TEXT FOR ANALYSIS:
The starting point in any discussion of discrimination is why difference is an issue at all.

Some of your discomfort with difference derives from sheer inexperience.  It has been proven that a witness in a courtroom will more  accurately identify a defendant of his own ethnic background.  Most of us are used to seeing faces that look like our own.  Faces that are different tend to blur into sameness.

Another basis for discrimination is what psychotherapists call “transference.”   That’s when you transfer an expectation based on an earlier encounter into a prediction about future encounters.  If you are used to seeing Asian men deliver restaurant food and spot an Asian man carrying a bag from a Chinese restaurant, you might assume he’s delivering it.  That happened to one of my patients last week when he showed up at a friend’s place with take-out.  The doorman called up a delivery.  My patient was a guest, not a delivery man – and he felt insulted.

Transferences can crop up anywhere.  If you grew up in a world where African-American people, or Jews, or Muslims, or any other group, were supposed to be dangerous, violent, money-grubbing, untrustworthy or whatever, you might carry an unconscious assumption from that early programming.

DATA SHOWN:

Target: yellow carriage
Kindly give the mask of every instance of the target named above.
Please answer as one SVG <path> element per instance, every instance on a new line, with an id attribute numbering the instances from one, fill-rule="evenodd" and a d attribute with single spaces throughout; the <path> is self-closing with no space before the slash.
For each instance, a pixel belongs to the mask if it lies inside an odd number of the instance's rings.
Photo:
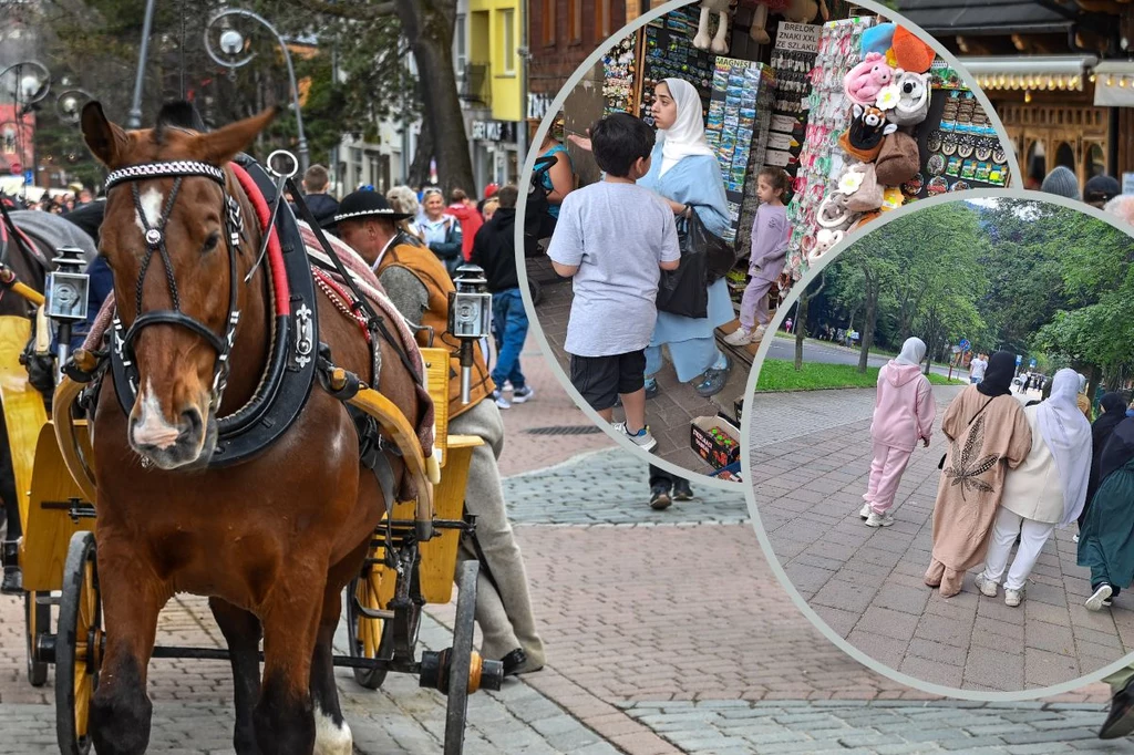
<path id="1" fill-rule="evenodd" d="M 82 418 L 84 385 L 62 379 L 49 417 L 43 396 L 29 384 L 19 363 L 31 325 L 24 317 L 0 317 L 0 399 L 24 532 L 19 562 L 27 678 L 42 686 L 48 665 L 54 664 L 60 750 L 85 755 L 91 747 L 87 713 L 105 642 L 94 533 L 96 481 L 87 424 Z M 422 354 L 437 409 L 434 457 L 422 456 L 408 421 L 376 391 L 361 388 L 348 400 L 398 442 L 407 466 L 432 494 L 397 503 L 376 527 L 365 565 L 347 588 L 349 655 L 336 656 L 335 664 L 353 668 L 358 684 L 371 689 L 396 671 L 418 675 L 423 687 L 445 693 L 445 752 L 456 754 L 464 744 L 467 695 L 499 689 L 503 675 L 499 662 L 482 660 L 472 648 L 475 561 L 463 563 L 458 576 L 454 647 L 416 651 L 423 605 L 450 601 L 459 540 L 475 526 L 464 511 L 464 491 L 473 449 L 483 442 L 447 433 L 449 353 L 425 348 Z M 52 605 L 59 606 L 54 628 Z M 228 653 L 159 645 L 152 658 L 222 660 Z"/>

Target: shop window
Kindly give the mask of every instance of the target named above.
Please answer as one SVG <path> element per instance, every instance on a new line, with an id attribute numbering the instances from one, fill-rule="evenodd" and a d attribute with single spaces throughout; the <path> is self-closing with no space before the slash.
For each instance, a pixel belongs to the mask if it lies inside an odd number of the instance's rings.
<path id="1" fill-rule="evenodd" d="M 1056 164 L 1075 170 L 1075 151 L 1066 142 L 1060 142 L 1056 147 Z"/>
<path id="2" fill-rule="evenodd" d="M 583 41 L 583 0 L 567 2 L 567 41 Z"/>
<path id="3" fill-rule="evenodd" d="M 556 43 L 556 12 L 558 11 L 556 0 L 543 0 L 543 44 L 551 46 Z"/>
<path id="4" fill-rule="evenodd" d="M 503 41 L 503 61 L 501 73 L 505 76 L 516 75 L 516 11 L 511 8 L 500 11 L 500 39 Z"/>

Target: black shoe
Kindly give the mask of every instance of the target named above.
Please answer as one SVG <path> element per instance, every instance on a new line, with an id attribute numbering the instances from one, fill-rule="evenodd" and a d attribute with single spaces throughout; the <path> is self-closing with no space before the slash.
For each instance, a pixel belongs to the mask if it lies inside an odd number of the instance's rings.
<path id="1" fill-rule="evenodd" d="M 517 647 L 500 659 L 500 663 L 503 665 L 503 676 L 513 677 L 527 663 L 527 653 L 524 652 L 523 647 Z"/>
<path id="2" fill-rule="evenodd" d="M 3 543 L 3 579 L 0 580 L 0 593 L 5 595 L 24 593 L 24 572 L 19 569 L 19 541 L 6 540 Z"/>
<path id="3" fill-rule="evenodd" d="M 1118 739 L 1134 731 L 1134 694 L 1131 693 L 1131 682 L 1115 693 L 1110 698 L 1110 714 L 1099 729 L 1099 739 Z"/>

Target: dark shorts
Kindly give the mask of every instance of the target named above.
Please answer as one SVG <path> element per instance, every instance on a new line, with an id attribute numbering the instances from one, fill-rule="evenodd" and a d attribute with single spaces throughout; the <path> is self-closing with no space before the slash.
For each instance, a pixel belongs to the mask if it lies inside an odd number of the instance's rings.
<path id="1" fill-rule="evenodd" d="M 604 357 L 570 355 L 570 384 L 595 412 L 615 406 L 619 393 L 645 387 L 645 349 Z"/>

TRY IT:
Continue the passage about discrimination and difference, starting after its last sentence.

WRITTEN RESPONSE:
Some of the worst discrimination arises from what you fear in yourself.  Think of the “straight-appearing” gay man who disdains the effeminate gay man.  Or the “bourgeois” African-American who looks down on the “ghetto” African-American.

Seniors face all three sources of discrimination.  They are unfamiliar, since our society tends to shunt them aside, separating them from the mainstream of younger people.  There is also transference – the images of older people in the popular media are often misguided and condescending, leading you to make assumptions about older people you meet in the real world.  And finally, you fear old people because you fear growing old yourself.

A few years ago I introduced a new member to one of my psychotherapy groups.  She was 77 years old.  No one else was over 50. The new member’s arrival triggered discomfort, especially in the youngest members, who expressed it by becoming flustered and telling her over and over again how terrific it was to have her join us.  Their response felt out of place and condescending – like it was all about her age.  Instead of the bright, prickly, opinionated, vain, complicated person in front of them, they seemed to be seeing a small child.

Over time, the group confronted this issue and explored unconscious feelings.

But their initial – and bizarre – reaction was all too familiar to the 77 year-old.

She shared powerful examples with us of ageism in her daily life:

  • If she went to a restaurant with younger girlfriends, a waitress always seemed to ask “oh, is this your mother?”
  • If she went out to shop for clothes with younger friends, the clerk told the younger people they looked great in their outfits, then, if she even noticed her, added, “even you look great!”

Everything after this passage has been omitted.